__WHAT YOU SHOULD DO__
Retype the records below from the line with "Where can the brown" up to and including the line with "<point>82,293</point>", character for character.

════════════════════

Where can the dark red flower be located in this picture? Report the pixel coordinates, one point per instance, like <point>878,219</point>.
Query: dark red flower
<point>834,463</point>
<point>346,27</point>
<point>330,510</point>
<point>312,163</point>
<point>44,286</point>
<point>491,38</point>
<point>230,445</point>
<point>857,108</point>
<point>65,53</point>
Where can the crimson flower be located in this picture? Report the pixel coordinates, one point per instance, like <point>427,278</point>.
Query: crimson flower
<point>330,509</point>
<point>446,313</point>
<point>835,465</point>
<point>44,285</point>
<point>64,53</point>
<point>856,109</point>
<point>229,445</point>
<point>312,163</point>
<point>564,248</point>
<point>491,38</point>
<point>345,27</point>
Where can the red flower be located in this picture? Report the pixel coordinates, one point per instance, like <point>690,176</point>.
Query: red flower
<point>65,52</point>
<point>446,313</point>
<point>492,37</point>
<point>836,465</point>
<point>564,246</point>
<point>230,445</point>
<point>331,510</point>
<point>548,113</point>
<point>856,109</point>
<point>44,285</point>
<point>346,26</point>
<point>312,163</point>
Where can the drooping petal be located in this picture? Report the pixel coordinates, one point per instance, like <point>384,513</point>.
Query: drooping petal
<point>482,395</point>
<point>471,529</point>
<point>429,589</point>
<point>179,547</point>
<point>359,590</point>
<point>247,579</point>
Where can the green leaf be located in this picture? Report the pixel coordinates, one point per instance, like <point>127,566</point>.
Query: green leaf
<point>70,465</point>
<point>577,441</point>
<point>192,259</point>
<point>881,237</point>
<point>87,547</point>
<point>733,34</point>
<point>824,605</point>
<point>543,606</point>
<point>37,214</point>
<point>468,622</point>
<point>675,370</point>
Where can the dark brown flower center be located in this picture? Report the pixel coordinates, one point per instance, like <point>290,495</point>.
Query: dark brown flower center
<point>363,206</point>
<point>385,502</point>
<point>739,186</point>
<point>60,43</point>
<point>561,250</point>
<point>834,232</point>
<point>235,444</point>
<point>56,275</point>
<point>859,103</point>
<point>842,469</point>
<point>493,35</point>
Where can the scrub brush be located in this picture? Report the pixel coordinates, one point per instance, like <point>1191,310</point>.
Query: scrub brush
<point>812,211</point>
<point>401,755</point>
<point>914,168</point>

════════════════════

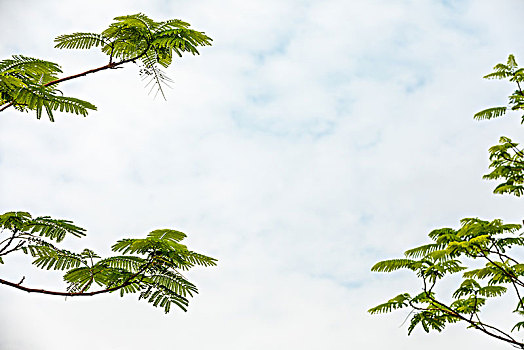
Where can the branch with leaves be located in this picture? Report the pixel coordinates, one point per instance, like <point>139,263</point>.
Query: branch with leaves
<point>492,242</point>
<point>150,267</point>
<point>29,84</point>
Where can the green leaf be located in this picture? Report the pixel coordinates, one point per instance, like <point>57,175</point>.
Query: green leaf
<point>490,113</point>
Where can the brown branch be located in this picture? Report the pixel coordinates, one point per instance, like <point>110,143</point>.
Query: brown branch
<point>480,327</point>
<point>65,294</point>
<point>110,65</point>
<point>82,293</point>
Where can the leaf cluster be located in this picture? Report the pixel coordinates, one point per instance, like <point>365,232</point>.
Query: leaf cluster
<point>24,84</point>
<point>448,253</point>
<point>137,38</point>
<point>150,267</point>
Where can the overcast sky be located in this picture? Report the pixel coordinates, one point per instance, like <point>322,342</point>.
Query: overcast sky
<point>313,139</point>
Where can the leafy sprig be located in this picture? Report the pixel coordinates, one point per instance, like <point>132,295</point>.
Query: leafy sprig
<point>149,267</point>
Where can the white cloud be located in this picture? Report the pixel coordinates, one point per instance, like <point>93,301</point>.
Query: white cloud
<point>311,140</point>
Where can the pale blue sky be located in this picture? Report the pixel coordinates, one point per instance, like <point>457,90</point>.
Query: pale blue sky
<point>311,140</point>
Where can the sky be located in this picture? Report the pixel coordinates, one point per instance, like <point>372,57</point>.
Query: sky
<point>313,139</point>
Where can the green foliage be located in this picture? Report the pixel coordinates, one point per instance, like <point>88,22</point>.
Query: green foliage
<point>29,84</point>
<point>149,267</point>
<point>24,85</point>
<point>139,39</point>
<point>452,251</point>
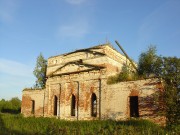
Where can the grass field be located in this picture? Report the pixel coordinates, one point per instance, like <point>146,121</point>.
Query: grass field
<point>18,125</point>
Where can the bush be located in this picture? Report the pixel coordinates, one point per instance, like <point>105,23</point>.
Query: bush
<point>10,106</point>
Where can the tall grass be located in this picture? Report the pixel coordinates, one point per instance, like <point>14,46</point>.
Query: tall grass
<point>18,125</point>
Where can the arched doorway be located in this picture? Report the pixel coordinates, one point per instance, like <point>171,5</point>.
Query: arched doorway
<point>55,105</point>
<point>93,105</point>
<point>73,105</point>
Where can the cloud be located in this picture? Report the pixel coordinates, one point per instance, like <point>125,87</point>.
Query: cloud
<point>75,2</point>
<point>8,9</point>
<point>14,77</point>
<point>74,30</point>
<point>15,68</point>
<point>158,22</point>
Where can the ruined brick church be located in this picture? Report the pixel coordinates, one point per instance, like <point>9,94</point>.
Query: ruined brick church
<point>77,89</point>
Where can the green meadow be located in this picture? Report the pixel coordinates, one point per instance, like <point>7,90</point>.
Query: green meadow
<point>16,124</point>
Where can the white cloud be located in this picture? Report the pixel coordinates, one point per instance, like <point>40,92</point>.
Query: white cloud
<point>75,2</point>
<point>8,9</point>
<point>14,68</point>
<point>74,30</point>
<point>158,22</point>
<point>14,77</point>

════════════════════

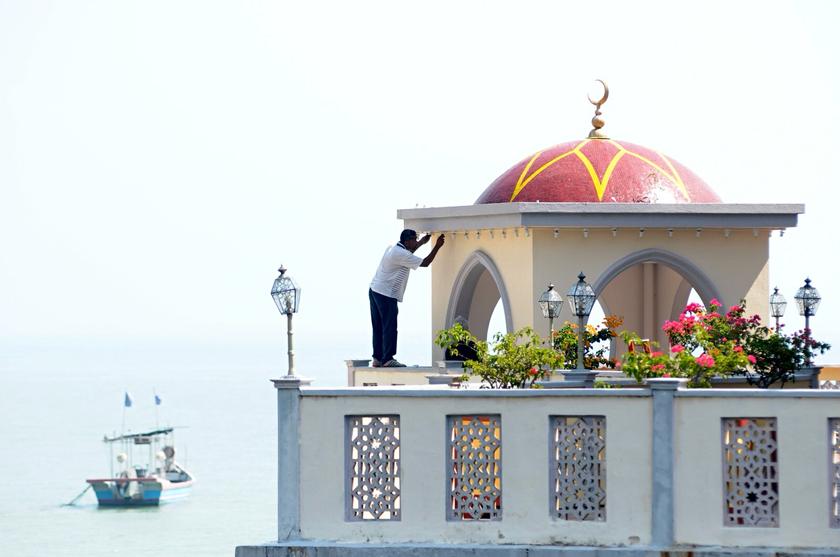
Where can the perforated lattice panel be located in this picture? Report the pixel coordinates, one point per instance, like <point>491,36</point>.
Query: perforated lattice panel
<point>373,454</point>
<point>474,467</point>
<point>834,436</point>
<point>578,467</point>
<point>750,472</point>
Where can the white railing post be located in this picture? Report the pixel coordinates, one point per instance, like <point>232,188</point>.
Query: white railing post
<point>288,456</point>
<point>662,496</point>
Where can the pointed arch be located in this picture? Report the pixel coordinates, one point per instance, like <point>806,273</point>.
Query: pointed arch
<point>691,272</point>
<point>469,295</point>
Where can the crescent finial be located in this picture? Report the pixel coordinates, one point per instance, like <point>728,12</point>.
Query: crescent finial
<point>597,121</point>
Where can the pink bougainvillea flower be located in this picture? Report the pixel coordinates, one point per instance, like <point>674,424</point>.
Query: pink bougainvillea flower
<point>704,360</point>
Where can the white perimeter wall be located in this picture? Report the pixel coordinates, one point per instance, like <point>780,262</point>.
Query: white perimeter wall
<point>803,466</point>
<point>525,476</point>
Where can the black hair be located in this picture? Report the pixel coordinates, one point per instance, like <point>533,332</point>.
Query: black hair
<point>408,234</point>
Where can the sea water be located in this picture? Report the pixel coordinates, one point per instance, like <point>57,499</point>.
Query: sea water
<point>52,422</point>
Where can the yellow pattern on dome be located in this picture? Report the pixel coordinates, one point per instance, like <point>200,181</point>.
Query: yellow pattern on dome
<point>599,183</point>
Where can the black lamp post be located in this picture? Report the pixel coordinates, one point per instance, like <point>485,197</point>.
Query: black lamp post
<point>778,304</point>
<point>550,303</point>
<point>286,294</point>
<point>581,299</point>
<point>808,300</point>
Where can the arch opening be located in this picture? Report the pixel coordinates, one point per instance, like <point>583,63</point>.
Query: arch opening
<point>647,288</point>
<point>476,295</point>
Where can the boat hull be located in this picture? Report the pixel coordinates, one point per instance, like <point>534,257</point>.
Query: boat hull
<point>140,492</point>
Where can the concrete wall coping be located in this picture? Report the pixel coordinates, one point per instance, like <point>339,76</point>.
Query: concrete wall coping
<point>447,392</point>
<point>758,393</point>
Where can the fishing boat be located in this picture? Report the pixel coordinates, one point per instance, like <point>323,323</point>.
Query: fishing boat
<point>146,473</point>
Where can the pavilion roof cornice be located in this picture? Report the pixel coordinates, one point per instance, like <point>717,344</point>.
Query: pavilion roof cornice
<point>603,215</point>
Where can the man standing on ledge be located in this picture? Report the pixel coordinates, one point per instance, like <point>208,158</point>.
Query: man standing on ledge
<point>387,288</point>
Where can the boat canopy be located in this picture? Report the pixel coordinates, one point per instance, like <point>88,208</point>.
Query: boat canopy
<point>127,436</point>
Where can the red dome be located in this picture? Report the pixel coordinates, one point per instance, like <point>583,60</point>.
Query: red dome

════════════════════

__THE SOLUTION__
Where can the brown branch be located in this picture? Report the pixel coordinates, one point per instance, like <point>110,143</point>.
Query: brown branch
<point>480,327</point>
<point>65,294</point>
<point>110,65</point>
<point>82,293</point>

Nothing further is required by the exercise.